GIVEN REQUEST |
Tally the lines in the rows below that contain the word "player", and give only the number.

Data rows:

════════

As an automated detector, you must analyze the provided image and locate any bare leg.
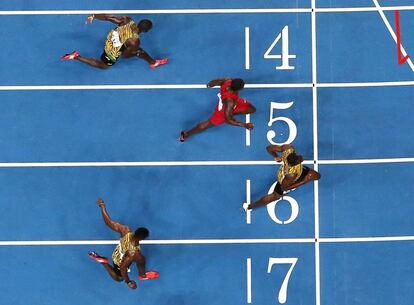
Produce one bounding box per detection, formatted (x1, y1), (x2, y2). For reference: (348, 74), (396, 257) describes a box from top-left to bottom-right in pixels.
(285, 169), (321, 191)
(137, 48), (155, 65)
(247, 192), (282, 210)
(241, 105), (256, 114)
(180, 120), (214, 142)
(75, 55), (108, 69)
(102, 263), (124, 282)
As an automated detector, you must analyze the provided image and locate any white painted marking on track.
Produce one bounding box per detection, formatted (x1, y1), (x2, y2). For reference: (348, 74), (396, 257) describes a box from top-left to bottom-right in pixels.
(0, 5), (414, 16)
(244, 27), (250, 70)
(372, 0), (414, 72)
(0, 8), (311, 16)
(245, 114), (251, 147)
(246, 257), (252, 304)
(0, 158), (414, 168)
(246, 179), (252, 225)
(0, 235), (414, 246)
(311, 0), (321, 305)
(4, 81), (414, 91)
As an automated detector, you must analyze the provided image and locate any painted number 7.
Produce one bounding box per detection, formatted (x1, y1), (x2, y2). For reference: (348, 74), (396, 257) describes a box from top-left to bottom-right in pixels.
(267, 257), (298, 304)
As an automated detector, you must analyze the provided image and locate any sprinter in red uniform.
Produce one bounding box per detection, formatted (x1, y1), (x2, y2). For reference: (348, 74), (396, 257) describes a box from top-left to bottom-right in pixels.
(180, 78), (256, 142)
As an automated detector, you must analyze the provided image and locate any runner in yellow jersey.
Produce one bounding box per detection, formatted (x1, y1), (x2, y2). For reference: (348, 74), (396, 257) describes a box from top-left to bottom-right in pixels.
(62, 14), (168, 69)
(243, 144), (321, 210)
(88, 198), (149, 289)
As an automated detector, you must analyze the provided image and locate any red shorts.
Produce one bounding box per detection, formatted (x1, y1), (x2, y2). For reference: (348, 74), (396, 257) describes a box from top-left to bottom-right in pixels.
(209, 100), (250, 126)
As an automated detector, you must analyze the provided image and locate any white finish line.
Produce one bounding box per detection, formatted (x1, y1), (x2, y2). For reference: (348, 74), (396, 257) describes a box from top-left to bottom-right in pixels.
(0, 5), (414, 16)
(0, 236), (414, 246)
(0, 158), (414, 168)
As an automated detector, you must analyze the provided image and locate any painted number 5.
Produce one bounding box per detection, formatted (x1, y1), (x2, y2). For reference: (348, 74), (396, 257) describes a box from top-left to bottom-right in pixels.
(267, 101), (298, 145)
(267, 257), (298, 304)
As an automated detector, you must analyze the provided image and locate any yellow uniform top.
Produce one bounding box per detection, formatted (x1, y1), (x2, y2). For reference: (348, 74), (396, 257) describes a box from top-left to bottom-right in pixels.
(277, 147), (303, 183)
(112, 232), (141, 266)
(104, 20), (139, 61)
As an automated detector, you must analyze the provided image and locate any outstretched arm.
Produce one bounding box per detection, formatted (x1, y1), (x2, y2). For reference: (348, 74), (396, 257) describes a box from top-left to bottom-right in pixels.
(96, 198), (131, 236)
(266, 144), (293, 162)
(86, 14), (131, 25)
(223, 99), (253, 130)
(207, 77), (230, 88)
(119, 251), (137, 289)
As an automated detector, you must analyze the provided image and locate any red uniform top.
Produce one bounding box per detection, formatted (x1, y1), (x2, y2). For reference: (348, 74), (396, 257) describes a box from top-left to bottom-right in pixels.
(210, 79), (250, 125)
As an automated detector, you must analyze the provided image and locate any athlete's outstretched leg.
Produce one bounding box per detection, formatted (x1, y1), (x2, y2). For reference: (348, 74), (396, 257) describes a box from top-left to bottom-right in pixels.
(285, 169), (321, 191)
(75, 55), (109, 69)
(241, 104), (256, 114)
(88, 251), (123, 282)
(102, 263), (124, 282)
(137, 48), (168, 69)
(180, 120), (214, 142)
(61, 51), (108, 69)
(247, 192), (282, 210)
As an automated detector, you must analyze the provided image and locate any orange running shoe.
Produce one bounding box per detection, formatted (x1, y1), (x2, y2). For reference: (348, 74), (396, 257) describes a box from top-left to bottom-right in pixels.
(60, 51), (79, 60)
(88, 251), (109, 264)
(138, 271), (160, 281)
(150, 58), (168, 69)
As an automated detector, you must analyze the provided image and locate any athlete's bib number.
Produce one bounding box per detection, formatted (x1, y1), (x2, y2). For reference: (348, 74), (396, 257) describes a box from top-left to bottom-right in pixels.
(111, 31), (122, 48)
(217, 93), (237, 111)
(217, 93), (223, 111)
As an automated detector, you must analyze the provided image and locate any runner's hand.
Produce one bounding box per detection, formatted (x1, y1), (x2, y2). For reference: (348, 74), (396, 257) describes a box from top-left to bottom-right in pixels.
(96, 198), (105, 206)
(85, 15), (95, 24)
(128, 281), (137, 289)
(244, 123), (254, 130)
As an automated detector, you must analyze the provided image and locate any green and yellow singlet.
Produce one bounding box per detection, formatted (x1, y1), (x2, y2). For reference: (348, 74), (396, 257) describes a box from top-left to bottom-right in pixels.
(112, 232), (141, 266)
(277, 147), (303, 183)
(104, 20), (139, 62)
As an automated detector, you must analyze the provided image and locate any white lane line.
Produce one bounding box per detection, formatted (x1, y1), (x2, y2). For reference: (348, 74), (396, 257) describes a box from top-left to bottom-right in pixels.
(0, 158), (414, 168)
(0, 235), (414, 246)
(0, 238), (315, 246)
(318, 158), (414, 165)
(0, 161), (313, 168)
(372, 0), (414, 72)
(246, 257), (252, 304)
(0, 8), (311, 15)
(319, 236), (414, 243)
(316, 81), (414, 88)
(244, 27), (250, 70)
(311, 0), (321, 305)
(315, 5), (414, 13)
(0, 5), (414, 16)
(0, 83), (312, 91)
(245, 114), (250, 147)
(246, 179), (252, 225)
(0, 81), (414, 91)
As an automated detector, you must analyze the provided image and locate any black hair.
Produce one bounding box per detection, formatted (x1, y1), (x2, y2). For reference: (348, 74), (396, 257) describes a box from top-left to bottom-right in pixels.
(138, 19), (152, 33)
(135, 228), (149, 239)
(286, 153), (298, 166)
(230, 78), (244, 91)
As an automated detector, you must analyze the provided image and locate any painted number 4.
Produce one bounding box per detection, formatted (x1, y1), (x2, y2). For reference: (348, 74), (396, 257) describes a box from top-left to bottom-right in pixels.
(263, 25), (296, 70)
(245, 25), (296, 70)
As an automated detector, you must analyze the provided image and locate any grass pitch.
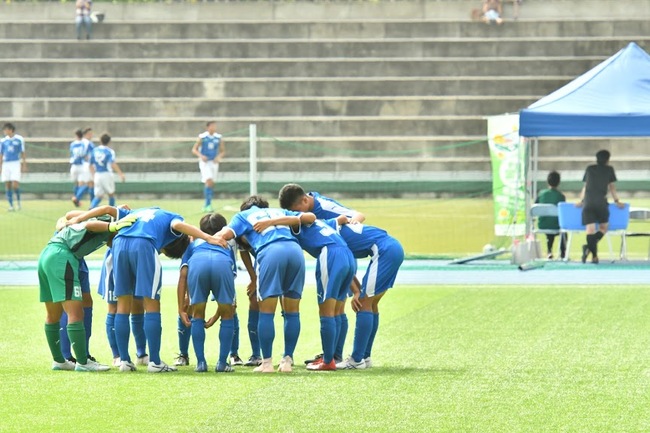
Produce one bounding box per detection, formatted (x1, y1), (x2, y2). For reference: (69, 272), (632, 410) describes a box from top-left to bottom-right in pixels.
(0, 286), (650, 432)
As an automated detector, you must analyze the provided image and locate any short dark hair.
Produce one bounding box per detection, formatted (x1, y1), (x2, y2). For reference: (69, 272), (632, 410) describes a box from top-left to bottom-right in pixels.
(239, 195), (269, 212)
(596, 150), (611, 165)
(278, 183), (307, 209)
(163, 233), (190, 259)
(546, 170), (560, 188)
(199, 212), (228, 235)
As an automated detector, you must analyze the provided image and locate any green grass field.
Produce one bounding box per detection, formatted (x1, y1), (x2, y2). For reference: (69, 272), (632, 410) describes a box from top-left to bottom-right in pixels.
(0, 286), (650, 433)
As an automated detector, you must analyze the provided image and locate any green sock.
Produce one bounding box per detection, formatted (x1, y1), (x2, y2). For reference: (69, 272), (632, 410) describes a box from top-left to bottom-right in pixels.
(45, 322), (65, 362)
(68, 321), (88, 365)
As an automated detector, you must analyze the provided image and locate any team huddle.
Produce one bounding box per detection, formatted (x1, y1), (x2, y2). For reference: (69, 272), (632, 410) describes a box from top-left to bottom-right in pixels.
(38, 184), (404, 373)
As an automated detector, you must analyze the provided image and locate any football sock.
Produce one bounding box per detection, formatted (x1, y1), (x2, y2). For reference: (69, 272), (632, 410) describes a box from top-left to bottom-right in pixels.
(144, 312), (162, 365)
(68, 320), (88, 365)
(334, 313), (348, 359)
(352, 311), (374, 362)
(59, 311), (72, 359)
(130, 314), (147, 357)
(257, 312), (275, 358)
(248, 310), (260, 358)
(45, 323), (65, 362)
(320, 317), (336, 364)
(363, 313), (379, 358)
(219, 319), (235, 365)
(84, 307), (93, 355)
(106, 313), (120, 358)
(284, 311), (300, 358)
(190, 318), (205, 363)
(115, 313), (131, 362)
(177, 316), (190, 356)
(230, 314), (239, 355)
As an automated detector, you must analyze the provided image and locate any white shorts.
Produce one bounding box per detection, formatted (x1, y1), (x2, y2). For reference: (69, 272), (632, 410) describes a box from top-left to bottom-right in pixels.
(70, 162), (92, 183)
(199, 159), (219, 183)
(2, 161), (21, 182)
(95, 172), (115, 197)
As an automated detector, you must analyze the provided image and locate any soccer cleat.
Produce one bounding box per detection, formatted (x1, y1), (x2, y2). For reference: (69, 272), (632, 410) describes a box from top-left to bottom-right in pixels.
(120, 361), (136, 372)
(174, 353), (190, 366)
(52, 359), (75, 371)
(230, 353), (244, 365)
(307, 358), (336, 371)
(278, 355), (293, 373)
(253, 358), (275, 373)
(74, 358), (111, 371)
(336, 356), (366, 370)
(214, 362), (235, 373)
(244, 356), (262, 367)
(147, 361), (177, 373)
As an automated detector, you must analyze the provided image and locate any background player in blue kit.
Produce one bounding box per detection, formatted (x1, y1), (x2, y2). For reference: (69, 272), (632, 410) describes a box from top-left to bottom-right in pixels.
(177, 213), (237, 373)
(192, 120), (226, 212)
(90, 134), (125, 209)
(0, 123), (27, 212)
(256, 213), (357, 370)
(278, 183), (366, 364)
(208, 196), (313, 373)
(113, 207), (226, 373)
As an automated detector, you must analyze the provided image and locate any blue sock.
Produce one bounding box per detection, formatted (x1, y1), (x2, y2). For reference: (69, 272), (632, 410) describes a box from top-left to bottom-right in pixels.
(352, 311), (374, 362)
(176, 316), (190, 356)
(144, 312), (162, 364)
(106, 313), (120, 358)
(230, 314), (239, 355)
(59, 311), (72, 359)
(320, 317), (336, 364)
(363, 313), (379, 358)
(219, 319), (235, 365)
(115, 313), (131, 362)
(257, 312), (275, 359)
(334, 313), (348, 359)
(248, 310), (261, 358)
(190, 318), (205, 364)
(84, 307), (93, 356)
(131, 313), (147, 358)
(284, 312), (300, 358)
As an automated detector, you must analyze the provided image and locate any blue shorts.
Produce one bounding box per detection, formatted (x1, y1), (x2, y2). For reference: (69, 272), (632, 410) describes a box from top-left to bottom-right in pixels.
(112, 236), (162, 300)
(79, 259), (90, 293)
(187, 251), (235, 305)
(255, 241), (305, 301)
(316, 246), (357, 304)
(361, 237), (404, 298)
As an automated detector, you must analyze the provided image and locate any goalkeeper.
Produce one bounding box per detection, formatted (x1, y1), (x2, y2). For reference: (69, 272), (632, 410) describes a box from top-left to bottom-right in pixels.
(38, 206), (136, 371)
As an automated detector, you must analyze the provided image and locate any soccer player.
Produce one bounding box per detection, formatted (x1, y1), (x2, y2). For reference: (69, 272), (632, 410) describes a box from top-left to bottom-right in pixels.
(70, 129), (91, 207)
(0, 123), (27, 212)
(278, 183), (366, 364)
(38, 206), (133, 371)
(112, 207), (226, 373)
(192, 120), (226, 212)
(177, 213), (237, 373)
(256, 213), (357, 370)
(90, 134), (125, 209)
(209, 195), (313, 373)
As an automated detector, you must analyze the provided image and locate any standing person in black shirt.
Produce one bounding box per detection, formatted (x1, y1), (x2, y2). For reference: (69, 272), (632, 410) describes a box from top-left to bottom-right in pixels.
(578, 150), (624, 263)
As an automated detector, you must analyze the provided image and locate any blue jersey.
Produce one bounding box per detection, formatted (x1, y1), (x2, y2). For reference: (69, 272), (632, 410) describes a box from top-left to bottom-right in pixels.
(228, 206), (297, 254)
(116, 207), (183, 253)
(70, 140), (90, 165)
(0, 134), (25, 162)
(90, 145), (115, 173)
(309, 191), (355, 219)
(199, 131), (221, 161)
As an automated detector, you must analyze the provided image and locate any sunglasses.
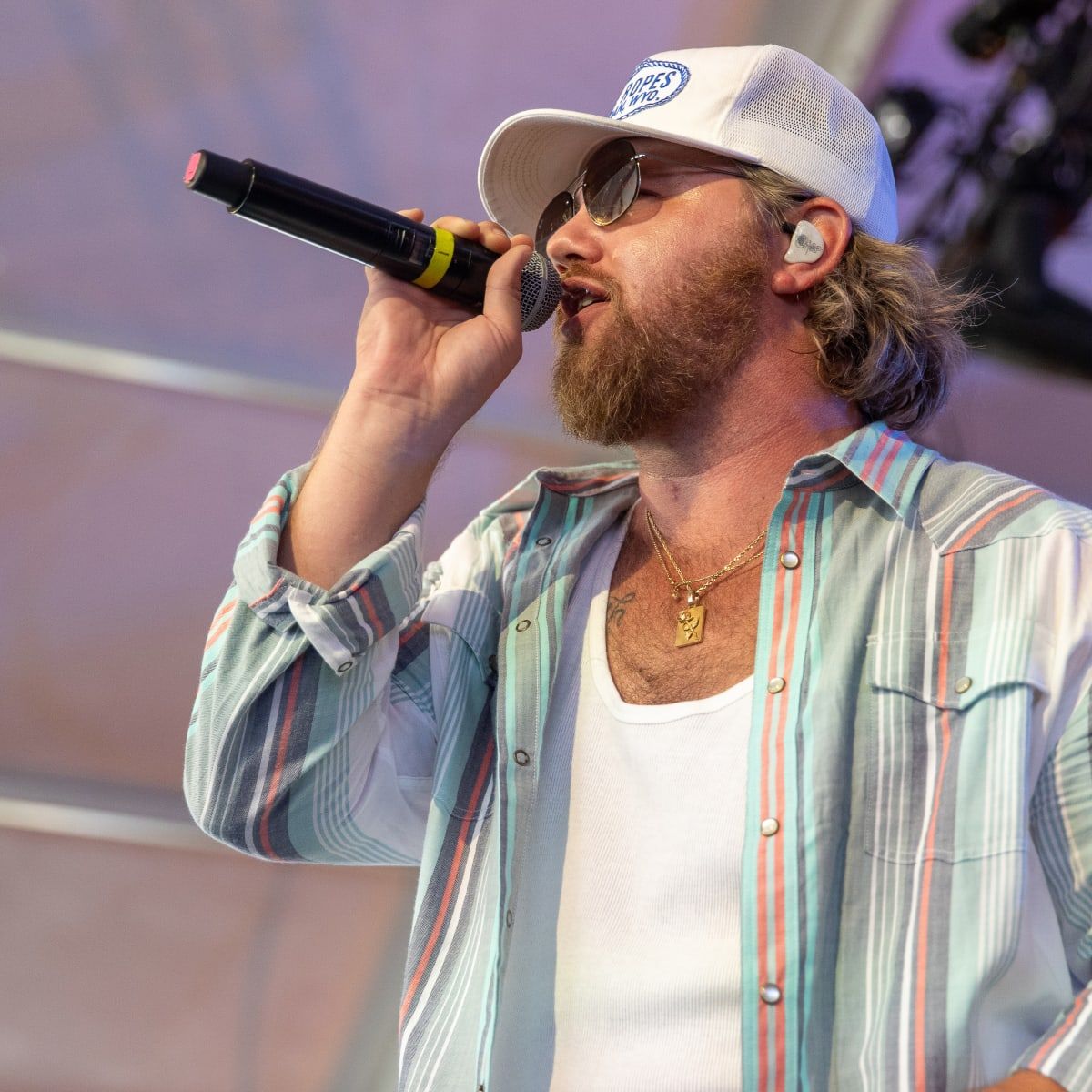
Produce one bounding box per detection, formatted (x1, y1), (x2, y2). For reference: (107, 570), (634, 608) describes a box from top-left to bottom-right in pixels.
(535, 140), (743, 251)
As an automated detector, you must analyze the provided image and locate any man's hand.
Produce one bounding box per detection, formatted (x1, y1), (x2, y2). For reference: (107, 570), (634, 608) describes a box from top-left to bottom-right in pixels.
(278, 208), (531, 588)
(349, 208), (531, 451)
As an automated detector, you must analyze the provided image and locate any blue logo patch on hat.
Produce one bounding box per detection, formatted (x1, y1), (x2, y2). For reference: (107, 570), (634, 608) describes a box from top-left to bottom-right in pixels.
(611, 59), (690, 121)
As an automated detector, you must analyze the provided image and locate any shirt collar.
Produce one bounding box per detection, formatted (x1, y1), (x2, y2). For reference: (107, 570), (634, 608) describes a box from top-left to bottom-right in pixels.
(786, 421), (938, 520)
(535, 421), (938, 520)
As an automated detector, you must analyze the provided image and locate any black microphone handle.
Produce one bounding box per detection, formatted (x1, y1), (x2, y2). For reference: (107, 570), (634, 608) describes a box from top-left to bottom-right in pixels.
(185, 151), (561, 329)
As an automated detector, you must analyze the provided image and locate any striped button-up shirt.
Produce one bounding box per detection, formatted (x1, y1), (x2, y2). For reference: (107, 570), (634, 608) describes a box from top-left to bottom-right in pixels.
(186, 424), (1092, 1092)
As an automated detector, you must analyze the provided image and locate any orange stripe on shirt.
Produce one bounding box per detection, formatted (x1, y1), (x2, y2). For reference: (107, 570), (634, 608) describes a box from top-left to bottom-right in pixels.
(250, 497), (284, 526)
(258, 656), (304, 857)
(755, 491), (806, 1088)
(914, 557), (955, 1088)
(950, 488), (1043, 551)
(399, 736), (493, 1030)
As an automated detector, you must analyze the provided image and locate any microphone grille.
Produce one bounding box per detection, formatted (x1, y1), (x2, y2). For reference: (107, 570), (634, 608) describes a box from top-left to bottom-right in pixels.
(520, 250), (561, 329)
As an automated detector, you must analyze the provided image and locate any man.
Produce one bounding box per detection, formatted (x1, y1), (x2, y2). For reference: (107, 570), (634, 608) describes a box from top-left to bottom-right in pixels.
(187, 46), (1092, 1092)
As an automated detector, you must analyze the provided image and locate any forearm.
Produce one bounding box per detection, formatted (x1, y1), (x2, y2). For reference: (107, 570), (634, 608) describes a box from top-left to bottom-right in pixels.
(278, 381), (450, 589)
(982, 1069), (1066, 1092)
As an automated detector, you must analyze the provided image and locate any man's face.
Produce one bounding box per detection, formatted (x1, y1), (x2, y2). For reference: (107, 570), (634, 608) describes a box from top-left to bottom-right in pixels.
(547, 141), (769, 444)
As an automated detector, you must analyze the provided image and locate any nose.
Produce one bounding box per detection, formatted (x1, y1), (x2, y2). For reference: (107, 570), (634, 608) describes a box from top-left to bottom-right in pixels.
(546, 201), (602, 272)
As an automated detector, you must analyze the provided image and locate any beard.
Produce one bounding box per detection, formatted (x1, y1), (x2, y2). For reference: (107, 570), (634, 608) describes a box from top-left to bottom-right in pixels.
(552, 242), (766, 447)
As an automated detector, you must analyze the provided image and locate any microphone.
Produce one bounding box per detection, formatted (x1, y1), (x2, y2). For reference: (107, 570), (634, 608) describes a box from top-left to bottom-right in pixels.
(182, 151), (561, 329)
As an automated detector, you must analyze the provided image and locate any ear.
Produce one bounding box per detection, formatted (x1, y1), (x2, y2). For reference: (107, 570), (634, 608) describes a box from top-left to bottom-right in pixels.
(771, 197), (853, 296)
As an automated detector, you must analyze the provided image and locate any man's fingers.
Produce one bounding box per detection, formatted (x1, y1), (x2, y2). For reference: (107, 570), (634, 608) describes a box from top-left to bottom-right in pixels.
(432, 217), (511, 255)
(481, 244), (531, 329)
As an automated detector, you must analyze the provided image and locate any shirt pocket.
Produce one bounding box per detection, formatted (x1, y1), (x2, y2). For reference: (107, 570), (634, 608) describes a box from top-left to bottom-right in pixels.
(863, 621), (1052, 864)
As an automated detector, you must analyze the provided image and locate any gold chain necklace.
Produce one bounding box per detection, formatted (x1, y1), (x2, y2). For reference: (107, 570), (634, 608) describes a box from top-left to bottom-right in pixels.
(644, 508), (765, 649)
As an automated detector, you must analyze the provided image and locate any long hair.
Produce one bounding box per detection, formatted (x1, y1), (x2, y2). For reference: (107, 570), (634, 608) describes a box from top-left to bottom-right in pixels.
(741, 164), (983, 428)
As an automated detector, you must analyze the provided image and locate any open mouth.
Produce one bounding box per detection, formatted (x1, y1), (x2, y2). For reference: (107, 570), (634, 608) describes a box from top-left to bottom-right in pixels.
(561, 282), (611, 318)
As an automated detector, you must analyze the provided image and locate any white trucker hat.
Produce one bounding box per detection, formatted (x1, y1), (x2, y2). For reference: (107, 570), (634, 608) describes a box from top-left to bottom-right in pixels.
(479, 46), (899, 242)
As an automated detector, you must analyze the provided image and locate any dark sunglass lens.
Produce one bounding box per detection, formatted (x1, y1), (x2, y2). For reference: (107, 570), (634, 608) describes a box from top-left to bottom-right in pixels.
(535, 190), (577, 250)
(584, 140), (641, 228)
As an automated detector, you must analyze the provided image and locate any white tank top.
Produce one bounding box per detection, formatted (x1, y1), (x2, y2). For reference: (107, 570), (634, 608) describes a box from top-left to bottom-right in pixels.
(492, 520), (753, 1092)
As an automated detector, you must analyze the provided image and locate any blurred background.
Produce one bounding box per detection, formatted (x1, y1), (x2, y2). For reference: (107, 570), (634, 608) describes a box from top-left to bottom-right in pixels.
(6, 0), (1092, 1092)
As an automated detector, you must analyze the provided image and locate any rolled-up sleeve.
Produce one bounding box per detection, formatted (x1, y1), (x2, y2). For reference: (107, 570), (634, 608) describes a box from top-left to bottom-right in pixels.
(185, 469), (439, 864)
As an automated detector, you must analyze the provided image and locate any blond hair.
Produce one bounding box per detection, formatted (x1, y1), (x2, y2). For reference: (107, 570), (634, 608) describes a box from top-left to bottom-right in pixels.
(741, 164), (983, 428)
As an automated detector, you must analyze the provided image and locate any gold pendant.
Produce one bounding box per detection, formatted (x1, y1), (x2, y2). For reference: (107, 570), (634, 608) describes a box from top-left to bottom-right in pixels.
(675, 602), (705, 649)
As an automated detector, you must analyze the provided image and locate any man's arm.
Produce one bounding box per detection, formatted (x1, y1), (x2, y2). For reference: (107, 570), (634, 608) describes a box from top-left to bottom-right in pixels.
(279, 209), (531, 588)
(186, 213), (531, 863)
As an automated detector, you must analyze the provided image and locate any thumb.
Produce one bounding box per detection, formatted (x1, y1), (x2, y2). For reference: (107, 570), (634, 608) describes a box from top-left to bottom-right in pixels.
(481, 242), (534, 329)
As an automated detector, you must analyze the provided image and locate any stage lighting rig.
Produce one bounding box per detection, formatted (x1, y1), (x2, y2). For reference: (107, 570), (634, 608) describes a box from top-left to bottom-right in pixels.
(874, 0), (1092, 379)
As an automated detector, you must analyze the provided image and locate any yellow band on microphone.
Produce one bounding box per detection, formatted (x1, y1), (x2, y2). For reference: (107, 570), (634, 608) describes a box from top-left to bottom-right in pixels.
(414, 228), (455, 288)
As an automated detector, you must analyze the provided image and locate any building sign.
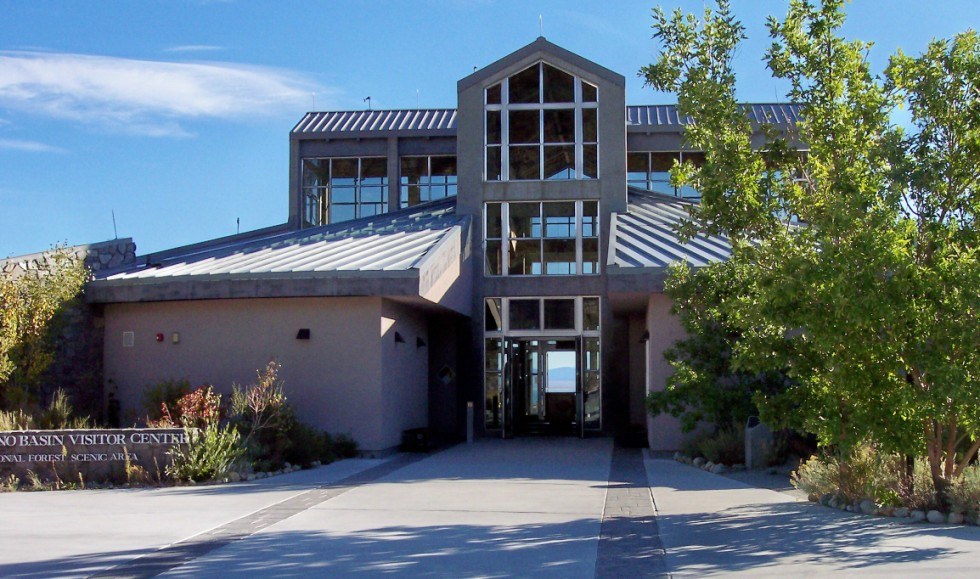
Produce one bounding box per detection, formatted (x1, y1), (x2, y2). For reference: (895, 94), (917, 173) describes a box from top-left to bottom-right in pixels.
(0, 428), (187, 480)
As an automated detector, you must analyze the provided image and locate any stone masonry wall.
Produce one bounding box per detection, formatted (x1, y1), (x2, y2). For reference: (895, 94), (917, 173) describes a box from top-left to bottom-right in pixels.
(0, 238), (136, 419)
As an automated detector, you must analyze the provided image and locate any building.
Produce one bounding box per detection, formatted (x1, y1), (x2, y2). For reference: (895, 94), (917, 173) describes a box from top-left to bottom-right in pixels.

════════

OUTPUT |
2